__Brief__
In the items that follow, rewrite every line with "Format example" replaced by "Sample format" and leave all other text the same. Omit the pictures from your answer.

__Data records__
◇ ◇ ◇
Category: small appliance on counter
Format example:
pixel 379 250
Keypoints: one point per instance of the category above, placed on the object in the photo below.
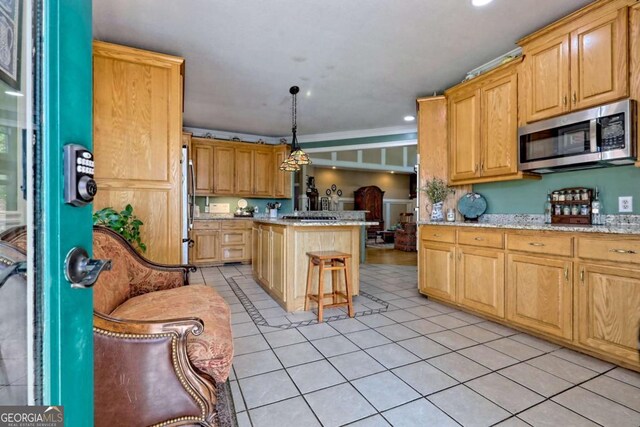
pixel 472 206
pixel 242 210
pixel 572 206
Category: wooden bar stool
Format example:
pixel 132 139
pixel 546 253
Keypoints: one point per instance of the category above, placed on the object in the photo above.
pixel 335 262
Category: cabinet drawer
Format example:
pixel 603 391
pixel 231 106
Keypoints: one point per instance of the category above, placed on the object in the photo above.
pixel 234 253
pixel 614 250
pixel 234 237
pixel 236 224
pixel 541 244
pixel 485 239
pixel 206 225
pixel 438 234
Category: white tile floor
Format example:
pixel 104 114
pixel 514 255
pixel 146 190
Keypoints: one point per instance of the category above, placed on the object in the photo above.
pixel 406 361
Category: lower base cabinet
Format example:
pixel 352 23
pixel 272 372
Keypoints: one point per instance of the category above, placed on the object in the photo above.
pixel 269 258
pixel 206 247
pixel 581 290
pixel 609 310
pixel 539 294
pixel 480 280
pixel 437 270
pixel 216 242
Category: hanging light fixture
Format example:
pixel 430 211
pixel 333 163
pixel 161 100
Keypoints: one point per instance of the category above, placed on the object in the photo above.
pixel 297 156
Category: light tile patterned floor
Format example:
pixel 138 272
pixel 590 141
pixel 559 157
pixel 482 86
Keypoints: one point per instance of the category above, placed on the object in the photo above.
pixel 407 361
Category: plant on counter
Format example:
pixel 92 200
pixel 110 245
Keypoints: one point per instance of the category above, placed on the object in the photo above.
pixel 124 223
pixel 437 191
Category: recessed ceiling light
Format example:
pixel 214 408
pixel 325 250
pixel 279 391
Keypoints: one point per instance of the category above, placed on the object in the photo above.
pixel 479 3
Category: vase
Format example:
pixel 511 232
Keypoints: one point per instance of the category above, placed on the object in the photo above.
pixel 436 212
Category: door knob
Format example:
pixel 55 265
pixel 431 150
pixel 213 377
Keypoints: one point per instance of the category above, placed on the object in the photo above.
pixel 82 271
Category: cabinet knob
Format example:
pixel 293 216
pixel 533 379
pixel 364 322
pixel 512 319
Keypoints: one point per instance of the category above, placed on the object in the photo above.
pixel 622 251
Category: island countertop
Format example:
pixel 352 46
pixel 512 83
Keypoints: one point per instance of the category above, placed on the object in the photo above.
pixel 628 229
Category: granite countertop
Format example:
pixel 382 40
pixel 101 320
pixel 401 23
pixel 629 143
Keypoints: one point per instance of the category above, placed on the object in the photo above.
pixel 611 229
pixel 298 223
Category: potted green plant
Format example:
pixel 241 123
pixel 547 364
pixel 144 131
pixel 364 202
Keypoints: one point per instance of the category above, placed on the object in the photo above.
pixel 437 191
pixel 124 223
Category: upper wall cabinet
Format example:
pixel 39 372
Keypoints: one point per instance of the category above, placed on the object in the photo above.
pixel 224 168
pixel 578 62
pixel 483 126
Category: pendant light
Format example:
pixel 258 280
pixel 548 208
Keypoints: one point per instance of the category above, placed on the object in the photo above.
pixel 297 156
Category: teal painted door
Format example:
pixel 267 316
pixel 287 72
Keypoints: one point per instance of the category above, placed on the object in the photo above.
pixel 66 118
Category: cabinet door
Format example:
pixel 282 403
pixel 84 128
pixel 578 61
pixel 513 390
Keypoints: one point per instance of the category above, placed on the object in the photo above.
pixel 277 260
pixel 464 142
pixel 243 175
pixel 500 126
pixel 265 265
pixel 202 155
pixel 539 294
pixel 223 168
pixel 437 270
pixel 599 61
pixel 282 180
pixel 480 280
pixel 263 173
pixel 256 245
pixel 547 74
pixel 609 310
pixel 206 245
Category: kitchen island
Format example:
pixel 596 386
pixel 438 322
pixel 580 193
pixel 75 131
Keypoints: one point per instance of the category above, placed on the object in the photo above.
pixel 279 255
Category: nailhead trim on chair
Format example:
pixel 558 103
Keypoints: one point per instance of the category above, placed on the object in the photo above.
pixel 174 357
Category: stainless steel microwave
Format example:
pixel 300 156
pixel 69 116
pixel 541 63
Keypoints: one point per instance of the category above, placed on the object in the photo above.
pixel 592 138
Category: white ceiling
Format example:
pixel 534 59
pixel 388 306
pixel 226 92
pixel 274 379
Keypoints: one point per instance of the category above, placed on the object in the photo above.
pixel 364 62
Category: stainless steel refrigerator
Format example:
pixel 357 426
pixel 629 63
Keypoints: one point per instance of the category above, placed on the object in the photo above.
pixel 188 202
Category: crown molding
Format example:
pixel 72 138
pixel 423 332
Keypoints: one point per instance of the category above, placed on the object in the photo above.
pixel 352 134
pixel 220 134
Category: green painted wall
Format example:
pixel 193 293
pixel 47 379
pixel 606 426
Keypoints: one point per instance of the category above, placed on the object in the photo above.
pixel 287 204
pixel 358 141
pixel 528 197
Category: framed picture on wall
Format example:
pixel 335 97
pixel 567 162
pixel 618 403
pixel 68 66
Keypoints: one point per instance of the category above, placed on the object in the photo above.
pixel 10 23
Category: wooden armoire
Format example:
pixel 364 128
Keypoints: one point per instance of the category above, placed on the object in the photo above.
pixel 137 132
pixel 371 199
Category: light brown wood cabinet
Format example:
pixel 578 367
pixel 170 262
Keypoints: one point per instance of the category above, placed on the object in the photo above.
pixel 223 173
pixel 224 168
pixel 483 127
pixel 206 247
pixel 539 294
pixel 579 62
pixel 219 242
pixel 262 170
pixel 202 157
pixel 480 280
pixel 581 290
pixel 282 180
pixel 244 178
pixel 437 270
pixel 609 310
pixel 137 137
◇ ◇ ◇
__Task output__
Category: small appliance on counter
Sample format:
pixel 379 250
Keypoints: one point per instance of the category above, placed on the object in the photo below.
pixel 472 206
pixel 242 210
pixel 572 206
Category: wooden bar stool
Sample format:
pixel 132 139
pixel 546 253
Keypoints: one point per instance of the category above, placed on the object in the photo above.
pixel 335 262
Category: cabinet drawer
Sample format:
pixel 603 391
pixel 231 106
Keypoints: one point per instance of the category above, placed on the object in the photo above.
pixel 234 253
pixel 614 250
pixel 234 237
pixel 236 224
pixel 541 244
pixel 485 239
pixel 206 225
pixel 438 234
Category: white tile floor
Sample format:
pixel 104 114
pixel 514 255
pixel 146 190
Keypoints: one point per instance of the category above, placed on the object in the photo above.
pixel 406 361
Category: lower base cabinet
Sample format:
pixel 352 23
pixel 272 372
Keypoints: one point per instance of the category above, placed on the object in the photo above.
pixel 269 258
pixel 206 247
pixel 581 290
pixel 609 310
pixel 539 294
pixel 480 280
pixel 437 270
pixel 216 242
Category: hanging light fixture
Sample format:
pixel 430 211
pixel 333 163
pixel 161 100
Keypoints: one point per instance of the category above, placed on the object in the photo above.
pixel 297 156
Category: light tile patterned floor
Sample format:
pixel 138 272
pixel 590 141
pixel 559 157
pixel 482 86
Keypoints: one point per instance of the category above, placed on the object in the photo above.
pixel 407 361
Category: plant on counter
Sample format:
pixel 92 200
pixel 110 245
Keypoints: one point per instance of the category above, placed on the object in the photo above.
pixel 124 223
pixel 437 191
Category: recessed ceiling light
Sample format:
pixel 214 408
pixel 325 250
pixel 279 391
Keypoints: one point per instance of the category above, placed on the object in the photo above.
pixel 479 3
Category: vase
Sample format:
pixel 511 232
Keypoints: one point per instance of the category above, placed on the object in the photo above.
pixel 436 212
Category: door knob
Sample format:
pixel 55 265
pixel 431 150
pixel 213 377
Keypoints: one point per instance of the category above, placed on the object in the photo above.
pixel 82 271
Category: cabinet knob
Sample format:
pixel 293 216
pixel 533 379
pixel 364 322
pixel 512 319
Keypoints: one point per instance of the category above, placed on the object in the photo above.
pixel 622 251
Category: island countertop
Sample format:
pixel 352 46
pixel 512 83
Keypoints: one point per instance of the category above, placed on the object in the photo above.
pixel 628 229
Category: granite countertop
Sample format:
pixel 382 40
pixel 101 320
pixel 401 23
pixel 629 143
Keypoints: one point per instance of the category above, placed on the object in the photo above.
pixel 611 229
pixel 298 223
Category: potted green plant
Sample format:
pixel 241 123
pixel 547 364
pixel 144 131
pixel 364 202
Keypoints: one point per instance of the category above, placed on the object in the photo above.
pixel 437 191
pixel 124 223
Category: upper wall cabinet
Sample format:
pixel 39 372
Keypoints: one point per instance of the category above, placed on the object in the photo above.
pixel 224 168
pixel 578 62
pixel 483 126
Category: pendant light
Sample format:
pixel 258 280
pixel 548 208
Keypoints: one point per instance of the category above, placed on the object in the photo above.
pixel 297 156
Category: teal painted door
Sample format:
pixel 267 316
pixel 287 72
Keypoints: one point per instance of the category above, placed on the object in the photo above.
pixel 66 118
Category: cabinet door
Sample format:
pixel 282 403
pixel 84 128
pixel 578 61
pixel 513 390
Keypoints: one point per instance of the category above, placed on the object in the photo above.
pixel 277 260
pixel 464 142
pixel 243 175
pixel 500 126
pixel 265 265
pixel 202 155
pixel 539 294
pixel 223 168
pixel 437 270
pixel 599 61
pixel 282 180
pixel 480 280
pixel 263 173
pixel 256 245
pixel 547 74
pixel 609 310
pixel 206 245
Category: kitchen island
Sample format:
pixel 596 386
pixel 438 322
pixel 580 193
pixel 75 131
Keypoints: one point per instance of the category above, placed on the object in the photo above.
pixel 279 255
Category: nailhead trim on chair
Sample format:
pixel 558 103
Keypoints: one point per instance of the category above, placed on the object in the photo above.
pixel 174 357
Category: stainless steel microwave
Sample format:
pixel 300 156
pixel 69 116
pixel 541 63
Keypoints: one point per instance of the category above, placed on the object in the photo above.
pixel 592 138
Category: white ceiling
Sample format:
pixel 534 59
pixel 388 306
pixel 226 92
pixel 274 379
Keypoints: one point per instance of the category above, placed on the object in the photo above.
pixel 364 62
Category: stainless steel refrigerator
Sample format:
pixel 357 426
pixel 629 63
Keypoints: one point per instance of the category above, placed on the object in the photo above.
pixel 188 202
Category: crown molding
Sample format:
pixel 72 138
pixel 423 332
Keypoints: one point per instance of the category above, placed on the object in the photo above.
pixel 352 134
pixel 220 134
Category: green painted wall
Sample format:
pixel 193 293
pixel 47 379
pixel 606 426
Keypoints: one point per instance of the category above, placed on the object in the photo above.
pixel 287 204
pixel 358 141
pixel 528 197
Category: framed picture on wall
Sample format:
pixel 335 97
pixel 567 162
pixel 618 403
pixel 68 66
Keypoints: one point per instance of the category above, placed on the object in the photo above.
pixel 10 23
Category: wooden armoire
Sample format:
pixel 364 128
Keypoints: one point per instance of the category above, placed on the object in the photo above.
pixel 137 132
pixel 371 199
Category: light brown wood cabinet
Sample format:
pixel 578 367
pixel 170 262
Keypoints: one point per instance of the category above, placed on the object in the photo above.
pixel 223 173
pixel 224 168
pixel 483 127
pixel 206 247
pixel 539 294
pixel 579 62
pixel 219 242
pixel 262 170
pixel 202 157
pixel 480 280
pixel 581 290
pixel 282 180
pixel 244 178
pixel 437 270
pixel 609 310
pixel 137 137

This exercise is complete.